» Problem to work on: Quote the forum post about raising a difficult child word for word, everything from "basically, we plugged" down to "They are unhealthy.".

» Selected text:
Some good help is available, for little or no cost. Chances are you could spend a fortune and not do much, if any, better. Read "The Explosive Child" - it helped us more than anything else we had available.

We've had difficult child 1 to various courses. He went on camps designed to help the difficult child learn independence, learn how to work in a group, how to organise himself. He was enrolled in and attended social skills courses. He was cooperative and really put in some effort - and all of it was pretty much ineffective. Hence, in his case, worthless.

With difficult child 3, we have taken a different path. Forget the courses - despite the glowing claims, they are no more likely to work with difficult child 3 than they did with difficult child 1. Instead, I stopped listening to other people ad paid more attention to our child. Sometimes what we were being advised seemed to agree with what our instincts were telling us, so we went along with it. Where it clearly clashed - we did what we felt made more sense.
basically, we plugged in to our child, got inside his head and tried to think like he does, so we could have a better idea of what motivated him and what set him off.
This has worked.

The book - it's a key to help you do this. And instead of having to spend vast sums, and also having to put your life on hold and fill your home with charts, stickers, special equipment, padded cells - we found we were able to throw out a lot of emotional and disciplinary baggage and breathe freely at last.
It's EASIER, especially once we got into the swing of it.

Give it a go. And if you have friends or relatives who pile on the emotional blackmail by equating your passion to help your child with how much it has cost you (in terms of effort, money, time and angst) then avoid those people. They are unhealthy.

Good luck, welcome to the site, we don't cost a cent!

» Supplied records:
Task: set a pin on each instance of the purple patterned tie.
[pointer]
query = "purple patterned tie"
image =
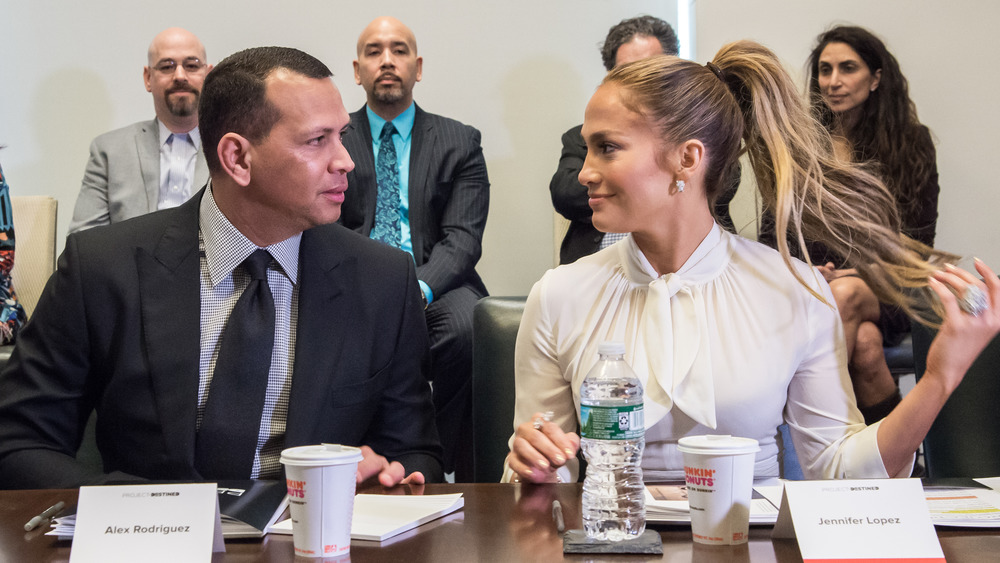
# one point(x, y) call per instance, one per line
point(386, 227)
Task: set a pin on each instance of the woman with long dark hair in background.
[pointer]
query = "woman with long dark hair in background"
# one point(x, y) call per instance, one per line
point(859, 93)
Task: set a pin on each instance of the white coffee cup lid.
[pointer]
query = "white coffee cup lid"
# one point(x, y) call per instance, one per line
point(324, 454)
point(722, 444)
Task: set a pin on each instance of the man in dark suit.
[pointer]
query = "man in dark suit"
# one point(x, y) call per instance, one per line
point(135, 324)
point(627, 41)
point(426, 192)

---

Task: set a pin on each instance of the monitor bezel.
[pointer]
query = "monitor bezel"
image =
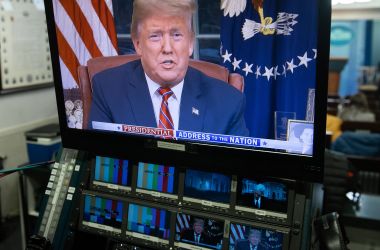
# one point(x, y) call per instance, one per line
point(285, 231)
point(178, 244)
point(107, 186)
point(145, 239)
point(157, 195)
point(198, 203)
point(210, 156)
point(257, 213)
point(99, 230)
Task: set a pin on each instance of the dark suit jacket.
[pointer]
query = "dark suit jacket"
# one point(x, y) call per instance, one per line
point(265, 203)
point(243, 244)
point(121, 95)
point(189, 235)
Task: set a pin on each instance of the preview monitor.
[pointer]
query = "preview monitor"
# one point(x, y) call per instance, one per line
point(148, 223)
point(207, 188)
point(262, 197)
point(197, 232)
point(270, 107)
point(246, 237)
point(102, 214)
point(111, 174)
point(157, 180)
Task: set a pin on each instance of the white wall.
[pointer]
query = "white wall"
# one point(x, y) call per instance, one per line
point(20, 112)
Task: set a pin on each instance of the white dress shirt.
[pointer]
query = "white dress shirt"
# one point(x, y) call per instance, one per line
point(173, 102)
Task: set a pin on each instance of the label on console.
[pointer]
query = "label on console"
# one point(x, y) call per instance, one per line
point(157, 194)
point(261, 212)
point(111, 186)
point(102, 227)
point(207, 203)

» Answer to this exercise:
basically, we plugged in to our child, got inside his head and tried to think like he does, so we could have a better idea of what motivated him and what set him off.
This has worked.

The book - it's a key to help you do this. And instead of having to spend vast sums, and also having to put your life on hold and fill your home with charts, stickers, special equipment, padded cells - we found we were able to throw out a lot of emotional and disciplinary baggage and breathe freely at last.
It's EASIER, especially once we got into the swing of it.

Give it a go. And if you have friends or relatives who pile on the emotional blackmail by equating your passion to help your child with how much it has cost you (in terms of effort, money, time and angst) then avoid those people. They are unhealthy.